SOURCE PASSAGE:

It is the onus responsibility of every employer to place emphasis on Occupational Health and Safety (OSH) in any work place. This is because Section 9 (c) of the Labour Act 2003, Act 651, enjoins the employer to take all practical steps to ensure that the worker is free from risk of personal injury or damage to his or her health during and in the course of the workers employment or while lawfully on the employer’s premises.

It is sad however that the number of cases that continues to  occur as a result of poor health and safety measures in organizations thus leading to injury on the job, loss of jobs, occupational related diseases and sometimes occupational deformity or deaths are not reported but may be heard on our airwaves.

But for the saying that a” sound mind lives in a sound body”, it has become important for employers and their organizations to provide the enabling environment and also put in place the necessary measures or basic things that protect the health of our workforce.

Some of the occupational health and safety measures include the provision of the requisite environment, establishing health policies and programmes and the provision of the necessary tools, equipment and safety gadgets and personal protective equipment (PPEs) such as nose masks, safety boots.   

In recent times, the Deputy Minister for Employment and Labour Relations, Hon. Bright Wireko- Brobby in pursuit of Occupational Health and  Safety at the Workplace is advocating the call on organizations especially factories to  ensure that all workers, both those in the formal and informal sectors are guaranteed Occupational Health and Safety at the Workplace.

The Hon. Deputy Minister, together with the Acting Chief Labour Officer, the Acting Chief Inspector of Factories, the Public Affairs Officers as well as some  supporting staff of the Ministry are  embarking on a  familiarization visits  of  some selected factories across the country.

The remits of the familiarization visits is for the Ministry to familiarize with workers environment,  interact with  Management and Staff,   ensure reasonable standards of Safety and Health of workers, promote measures that would safeguard the health and safety of persons employed within the factories, and also help advice management to take all the precautionary and necessary steps that will prevent occupational accidents and diseases that arises from exposure to stresses in the working environment among others.

So far, the Hon. Deputy Minister and his entourage have visited seven (7) factories within the Greater Accra Region. The companies are namely MODEC Ghana, Reroy Cables, Ghana Textile Printing, Nestle Ghana Limited, Latex Foam Mattress, Niche Cocoa Industries and Fan Milk Ghana Limited.

During the visits of these workplaces, it came clear that while some of the factories are promoting and enforcing measures that would safeguard the health and safety of workers such as displaying educational materials and sign post, establishing baby friendly policies, promoting wellness through physical activity, establishing on- site health clinics,   improving eating habits and reducing stress among others, others lacked basic safety standards and measures.

Some of the basic lacked safety measures identified were lack of basic Protective Personal Equipment’s (PPE’s), lack of safety measures and policies and delays in renewal of certificates of registration. There were also lack of reports and records of occupational accidents and dangerous occurrences as provided under the Factories, Offices and Shops Act.

It was also revealed during some our visits that some management did not take it kindly thus compelling some human resource managers to resign of their post. In actual fact the visit is not to witch hunt any factory let alone result in the termination and resignation of workers.

The MELR is mandated to create decent jobs as well as ensure that all workers are protected as such. It is therefore necessary that any act of the employer against the workers should be channeled through the procedures and processes as contained in the Labour Act 2003, Act 651.

I will also like to seize this opportunity to encourage all employers to humbly take the advice from one Lauren Lastowka, a Workplace Consultant, that any employer who programmes workplace wellness with the aim of improving the health of its workers and their families stand the chance of reducing health related cost for the employer.

Let’s all remember that a hearty workforce is a productive workforce.


Staff of PAU for the Ministry of Employment Labour Relations.

WHAT THE TASK REQUIRES: According to the article on workplace health and safety, how many factories in the Greater Accra Region had the Deputy Minister and his team visited so far? Rely on the article alone for the answer.

DATA EXTRACTS:
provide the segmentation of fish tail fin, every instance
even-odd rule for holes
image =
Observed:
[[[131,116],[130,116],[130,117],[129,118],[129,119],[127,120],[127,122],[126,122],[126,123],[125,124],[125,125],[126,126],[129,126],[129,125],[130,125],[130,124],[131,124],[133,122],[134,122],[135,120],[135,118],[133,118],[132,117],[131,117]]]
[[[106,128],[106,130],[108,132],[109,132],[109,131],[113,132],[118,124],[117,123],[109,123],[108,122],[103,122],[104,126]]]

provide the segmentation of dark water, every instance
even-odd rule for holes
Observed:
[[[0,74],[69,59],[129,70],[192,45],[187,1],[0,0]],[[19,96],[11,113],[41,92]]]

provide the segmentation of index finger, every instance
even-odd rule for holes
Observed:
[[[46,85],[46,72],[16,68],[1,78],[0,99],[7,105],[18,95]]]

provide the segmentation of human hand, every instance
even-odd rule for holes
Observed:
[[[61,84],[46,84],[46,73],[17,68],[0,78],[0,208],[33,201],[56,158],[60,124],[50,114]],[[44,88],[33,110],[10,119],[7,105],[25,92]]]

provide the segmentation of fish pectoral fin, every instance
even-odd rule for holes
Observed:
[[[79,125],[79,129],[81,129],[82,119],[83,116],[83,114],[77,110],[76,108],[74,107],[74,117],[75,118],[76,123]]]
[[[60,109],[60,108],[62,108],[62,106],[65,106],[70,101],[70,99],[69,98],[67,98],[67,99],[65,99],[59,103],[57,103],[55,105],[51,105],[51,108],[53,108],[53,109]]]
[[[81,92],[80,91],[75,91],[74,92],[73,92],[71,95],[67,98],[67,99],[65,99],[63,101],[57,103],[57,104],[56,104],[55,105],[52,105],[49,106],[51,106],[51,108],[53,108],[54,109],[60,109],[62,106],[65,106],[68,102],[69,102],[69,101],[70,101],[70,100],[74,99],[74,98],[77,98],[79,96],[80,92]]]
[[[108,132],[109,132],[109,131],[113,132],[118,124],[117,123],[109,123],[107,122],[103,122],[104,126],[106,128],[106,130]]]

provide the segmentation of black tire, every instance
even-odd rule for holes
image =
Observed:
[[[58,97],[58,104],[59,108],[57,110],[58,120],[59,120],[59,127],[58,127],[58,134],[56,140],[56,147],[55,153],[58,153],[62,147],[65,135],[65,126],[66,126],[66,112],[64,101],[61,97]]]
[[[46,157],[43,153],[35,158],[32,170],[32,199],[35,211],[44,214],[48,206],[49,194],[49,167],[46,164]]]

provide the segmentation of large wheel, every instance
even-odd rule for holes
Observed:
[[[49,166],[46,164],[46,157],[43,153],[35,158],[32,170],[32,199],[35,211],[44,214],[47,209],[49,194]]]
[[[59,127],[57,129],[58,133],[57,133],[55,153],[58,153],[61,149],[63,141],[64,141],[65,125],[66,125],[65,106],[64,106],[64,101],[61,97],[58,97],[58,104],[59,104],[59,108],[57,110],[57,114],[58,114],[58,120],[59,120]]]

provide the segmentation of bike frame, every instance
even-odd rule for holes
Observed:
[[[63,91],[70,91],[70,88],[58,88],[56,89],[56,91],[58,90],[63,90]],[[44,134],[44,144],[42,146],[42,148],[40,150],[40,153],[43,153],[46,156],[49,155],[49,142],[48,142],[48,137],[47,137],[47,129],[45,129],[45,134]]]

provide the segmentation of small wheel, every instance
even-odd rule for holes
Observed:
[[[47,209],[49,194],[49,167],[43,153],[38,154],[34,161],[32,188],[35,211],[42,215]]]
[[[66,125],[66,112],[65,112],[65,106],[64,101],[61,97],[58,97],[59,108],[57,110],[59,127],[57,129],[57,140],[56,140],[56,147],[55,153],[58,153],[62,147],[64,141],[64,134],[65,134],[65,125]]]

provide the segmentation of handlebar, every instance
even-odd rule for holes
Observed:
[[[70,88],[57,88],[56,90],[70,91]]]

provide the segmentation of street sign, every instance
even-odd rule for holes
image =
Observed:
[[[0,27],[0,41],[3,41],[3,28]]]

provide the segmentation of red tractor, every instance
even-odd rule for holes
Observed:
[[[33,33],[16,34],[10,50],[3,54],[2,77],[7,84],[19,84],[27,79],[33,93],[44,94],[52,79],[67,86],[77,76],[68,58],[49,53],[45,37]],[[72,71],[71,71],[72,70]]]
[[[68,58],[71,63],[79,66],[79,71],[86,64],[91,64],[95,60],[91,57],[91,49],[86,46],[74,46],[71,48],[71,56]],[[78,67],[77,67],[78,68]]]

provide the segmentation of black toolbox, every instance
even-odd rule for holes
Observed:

PROBLEM SOLUTION: Seven factories.